» **THE PROBLEM**:
Pull out each line in the rows below that contains the word "would".

» **DATA EXCERPTS**:

* START *

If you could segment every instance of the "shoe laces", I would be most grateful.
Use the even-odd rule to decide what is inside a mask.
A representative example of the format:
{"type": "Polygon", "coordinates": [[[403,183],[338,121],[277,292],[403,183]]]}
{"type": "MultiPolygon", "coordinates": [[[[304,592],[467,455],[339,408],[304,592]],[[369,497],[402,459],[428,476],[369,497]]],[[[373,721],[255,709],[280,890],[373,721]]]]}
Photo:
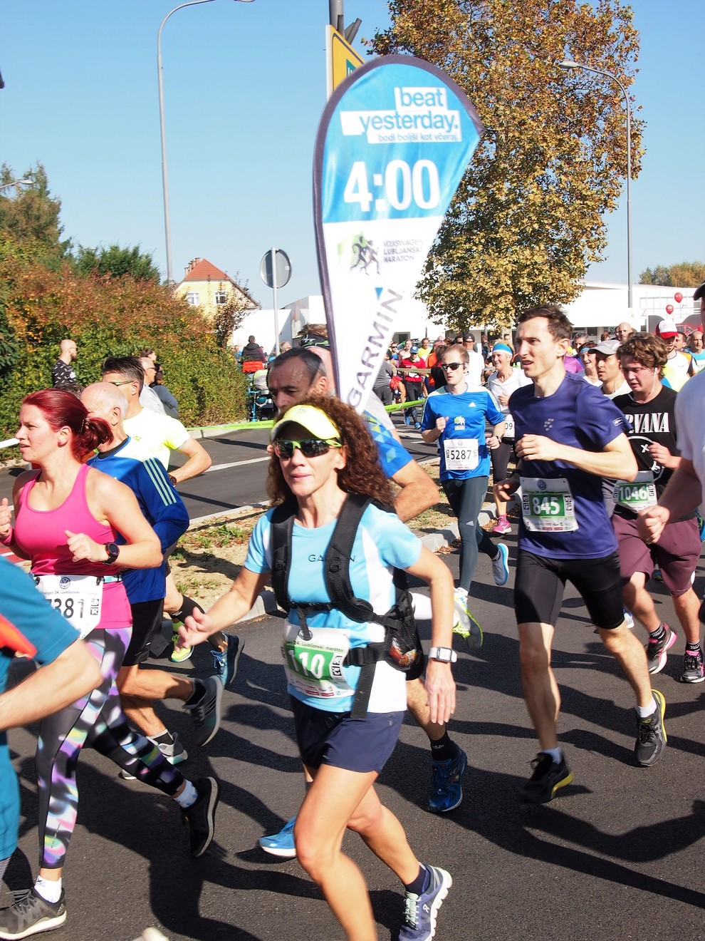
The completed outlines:
{"type": "Polygon", "coordinates": [[[418,925],[418,902],[420,896],[407,892],[404,897],[404,924],[409,928],[418,925]]]}

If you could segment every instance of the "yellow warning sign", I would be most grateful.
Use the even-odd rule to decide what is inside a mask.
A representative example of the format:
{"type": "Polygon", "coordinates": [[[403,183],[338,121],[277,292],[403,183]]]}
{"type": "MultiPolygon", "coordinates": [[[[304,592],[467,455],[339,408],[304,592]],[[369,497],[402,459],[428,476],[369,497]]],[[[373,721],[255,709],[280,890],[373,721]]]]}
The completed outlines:
{"type": "Polygon", "coordinates": [[[333,94],[334,88],[347,78],[352,72],[362,65],[364,59],[354,51],[352,46],[346,41],[342,36],[333,26],[326,26],[325,51],[328,65],[328,97],[333,94]]]}

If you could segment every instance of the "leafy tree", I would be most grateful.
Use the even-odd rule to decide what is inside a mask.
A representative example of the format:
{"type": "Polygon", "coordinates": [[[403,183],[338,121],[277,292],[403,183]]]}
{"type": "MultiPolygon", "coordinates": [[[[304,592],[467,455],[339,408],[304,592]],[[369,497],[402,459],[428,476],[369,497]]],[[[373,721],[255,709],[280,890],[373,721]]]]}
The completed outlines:
{"type": "Polygon", "coordinates": [[[680,264],[657,264],[639,275],[639,284],[661,284],[664,287],[697,288],[705,281],[702,262],[682,262],[680,264]]]}
{"type": "Polygon", "coordinates": [[[159,268],[151,254],[141,252],[139,246],[132,248],[115,244],[107,248],[84,248],[79,246],[76,253],[76,271],[80,275],[112,275],[123,278],[130,275],[137,281],[161,280],[159,268]]]}
{"type": "MultiPolygon", "coordinates": [[[[518,311],[565,303],[606,244],[602,215],[626,176],[624,98],[638,51],[620,0],[390,0],[375,53],[434,63],[468,94],[485,135],[418,288],[456,329],[507,326],[518,311]]],[[[632,120],[633,176],[642,121],[632,120]]]]}
{"type": "Polygon", "coordinates": [[[0,183],[5,184],[17,179],[31,183],[0,190],[0,234],[9,236],[25,246],[35,257],[55,266],[70,247],[70,239],[61,240],[64,231],[59,223],[61,200],[51,196],[41,164],[38,163],[19,178],[11,167],[3,164],[0,183]]]}

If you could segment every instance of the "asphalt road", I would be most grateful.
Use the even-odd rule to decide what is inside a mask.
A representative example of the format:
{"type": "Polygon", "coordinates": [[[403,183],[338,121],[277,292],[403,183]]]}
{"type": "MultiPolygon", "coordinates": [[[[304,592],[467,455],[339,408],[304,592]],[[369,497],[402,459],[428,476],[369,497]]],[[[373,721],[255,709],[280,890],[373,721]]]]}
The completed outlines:
{"type": "MultiPolygon", "coordinates": [[[[462,805],[446,816],[425,810],[429,749],[411,719],[379,784],[419,858],[452,873],[436,937],[705,937],[699,763],[705,685],[677,681],[682,638],[654,680],[667,701],[669,747],[653,768],[635,767],[631,691],[569,590],[554,663],[563,696],[560,739],[575,779],[551,805],[521,804],[516,789],[530,773],[536,742],[521,696],[511,612],[515,535],[507,544],[512,567],[507,587],[494,586],[489,560],[480,557],[473,610],[485,644],[476,654],[462,652],[455,668],[459,696],[451,735],[469,759],[462,805]]],[[[446,559],[457,573],[457,554],[446,559]]],[[[704,574],[700,565],[697,588],[704,574]]],[[[663,586],[655,593],[670,619],[663,586]]],[[[78,825],[64,877],[69,920],[57,938],[132,941],[149,925],[172,941],[341,938],[297,863],[277,862],[256,848],[257,838],[278,829],[303,794],[279,663],[280,628],[278,618],[266,617],[238,629],[246,641],[240,673],[234,692],[225,695],[221,731],[206,748],[192,747],[181,712],[164,711],[191,752],[184,771],[221,781],[216,837],[202,859],[188,856],[173,802],[121,781],[96,753],[82,756],[78,825]]],[[[423,636],[428,628],[421,625],[423,636]]],[[[182,669],[203,675],[209,660],[198,649],[193,665],[182,669]]],[[[20,851],[7,874],[14,889],[29,885],[36,866],[35,732],[10,734],[25,814],[20,851]]],[[[345,847],[370,886],[380,938],[396,938],[401,896],[395,877],[354,835],[347,836],[345,847]]],[[[8,901],[4,889],[0,904],[8,901]]]]}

* END *

» **RESPONSE**:
If you could segment every instance of the "shoe laces", I would be most grateful.
If you could segment every instance of the "yellow warning sign", I would be most grateful.
If you could segment every instance of the "leafy tree", I would be most grateful.
If you could segment every instance of the "asphalt road", I would be most grateful.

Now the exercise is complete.